» Extrait du document:
___
0.1 Idée définie et écrite dans un texte court

0.2 Première concrétisation du projet par le futur coordinateur

0.3 Identification de la façon de présenter le projet en fonction de la cible

1) Mise en place de l'identité de la communauté

1.1 Acceptation par les premiers membres d'une charte du groupe et d'un plan de travail

1.2 Des valeurs et un langage commun

1.3 Premiers résultats d'un travail commun

Lorsque la communauté est constituée, deux aspects différents de maturité peuvent se développer en parallèle, à leur vitesse propre.

A) Développement des Contributions

A.1 Les contributions viennent de plusieurs personnes et pas seulement du coordinateur

A.2 Des personnes prennent en charge des parties du projet et impliquent d'autres contributeurs

A.3 Des sous-projets apparaissent

B) Indépendance du projet vis-à-vis de ses membres

B.1 Liens avec d'autres groupes

B.2 L'identité de la communauté est préservée lors de l'arrivée de nouveaux utilisateurs et contributeurs

B.3 L'identité de la communauté est préservée lors de changements de contributeurs majeurs ou de coordinateur

Adapter continuellement le projet

Plutôt que de figer le choix de ce qui doit être réalisé avant le début du projet comme c’est souvent le cas, la coordination de projets coopératifs se fait par opportunités. Le coordinateur définit uniquement les grandes orientations et l’esprit qu’il souhaite donner.

Le coordinateur redéfini le projet à chaque instant. Il doit cependant garantir sa cohérence tout en minimisant les contraintes et maximisant les opportunités. Si une évolution du projet va naturellement chercher à mieux l'adapter à la situation ou à saisir de nouvelles opportunités, il ne faut pas oublier d'autres aspects : Ne pas ajouter de nouvelles contraintes et le garder simple à comprendre.

Trois questions pour adapter son projet
  • La nouvelle présentation du projet réadapté s'intègre-t-elle de façon cohérente avec le passé et est-elle simple à comprendre
  • Les objectifs sont-ils définis sous forme de "le plus possible de..." plutôt qu'avec des résultats annoncés à l'avance du type "ceci ou cela sera fait..." ?
  • La nouvelle orientation prise ajoute-t-elle de nouvelles contraintes (en particulier des contraintes financières) sur le coordinateur ou la réalisation du projet ?
___
» Vos tâches:
- 1) Reproduisez à l'identique l'extrait sur la coordination de projets coopératifs, en prenant tout le passage qui va de « B.3 L'identité de » jusqu'à « qu’il souhaite donner. ».
- 2) Répondez à ces questions en vous fondant sur l'extrait consacré à la coordination de projets coopératifs :
(a) Selon l'extrait, quels sont les seuls éléments que le coordinateur définit ?
(b) Quel intitulé porte la partie B) ?
(c) Quel type de contraintes la dernière des trois questions mentionne-t-elle en particulier ?
Appuyez-vous exclusivement sur l'extrait.

» Entrées du jeu de données:
___
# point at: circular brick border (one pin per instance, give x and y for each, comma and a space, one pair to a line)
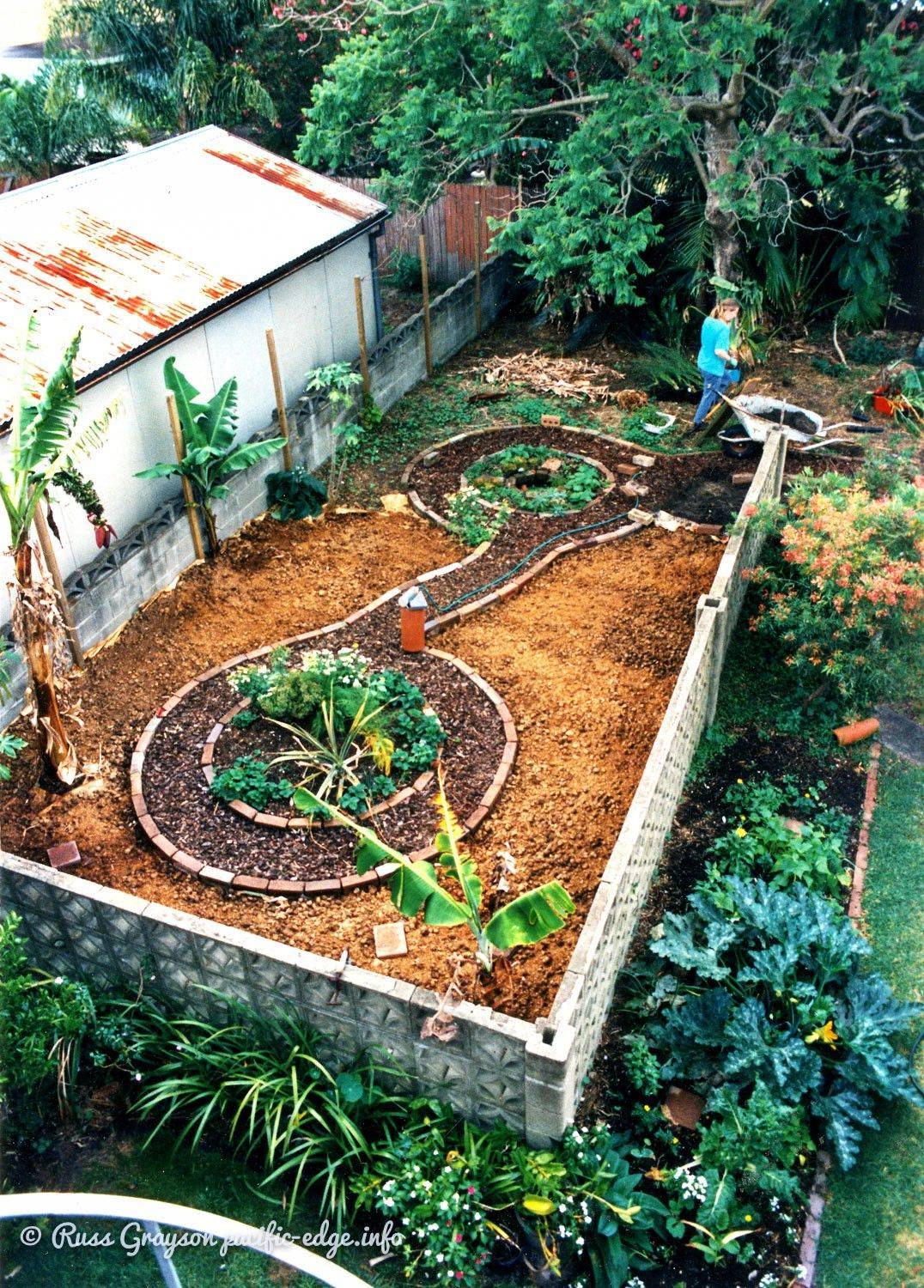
295, 821
430, 453
575, 456
227, 878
___
» Réponses par tâche:
- 1)
B.3 L'identité de la communauté est préservée lors de changements de contributeurs majeurs ou de coordinateur

Adapter continuellement le projet

Plutôt que de figer le choix de ce qui doit être réalisé avant le début du projet comme c’est souvent le cas, la coordination de projets coopératifs se fait par opportunités. Le coordinateur définit uniquement les grandes orientations et l’esprit qu’il souhaite donner.

- 2)
(a) Les grandes orientations et l'esprit qu'il souhaite donner.
(b) Indépendance du projet vis-à-vis de ses membres.
(c) Les contraintes financières.